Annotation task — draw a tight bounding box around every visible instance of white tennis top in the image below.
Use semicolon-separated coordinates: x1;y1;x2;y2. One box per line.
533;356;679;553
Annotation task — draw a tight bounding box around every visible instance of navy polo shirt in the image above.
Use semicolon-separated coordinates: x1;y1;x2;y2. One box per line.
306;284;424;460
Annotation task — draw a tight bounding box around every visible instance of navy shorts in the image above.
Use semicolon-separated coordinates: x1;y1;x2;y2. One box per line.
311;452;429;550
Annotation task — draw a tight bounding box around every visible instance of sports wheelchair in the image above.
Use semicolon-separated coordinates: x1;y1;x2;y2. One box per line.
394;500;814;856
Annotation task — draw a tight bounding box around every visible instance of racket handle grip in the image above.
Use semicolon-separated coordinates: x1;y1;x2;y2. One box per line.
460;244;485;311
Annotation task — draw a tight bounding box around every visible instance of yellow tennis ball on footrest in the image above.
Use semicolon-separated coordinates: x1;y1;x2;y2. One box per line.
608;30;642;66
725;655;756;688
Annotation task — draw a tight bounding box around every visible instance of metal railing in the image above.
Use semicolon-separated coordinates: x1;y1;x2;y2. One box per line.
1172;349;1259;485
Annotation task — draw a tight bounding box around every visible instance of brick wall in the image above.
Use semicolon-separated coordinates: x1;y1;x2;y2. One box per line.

┄┄┄┄┄┄┄┄┄┄

* Goal *
Identify each line above that contains the word "around" and copy every such line in full.

* Exercise answer *
Annotation task — draw a tight bounding box around every visible instance of white tennis top in the image below.
Annotation task — draw a tight bounding box around every visible instance of navy polo shirt in the image above.
Annotation task — draw a tight bounding box around every visible instance of navy shorts in the image above.
Annotation task — draw a tight bounding box around every visible instance of sports wheelchair in the image above.
Annotation task — draw a tight bounding box around every visible instance of racket handle grip in the image above.
Annotation task — draw a tight bounding box around every visible instance of yellow tennis ball on footrest in the image above.
Annotation task — draw a tight bounding box around every visible instance of metal railing in the image above.
Annotation task — draw a tight bounding box around every visible instance of brick wall in the image above.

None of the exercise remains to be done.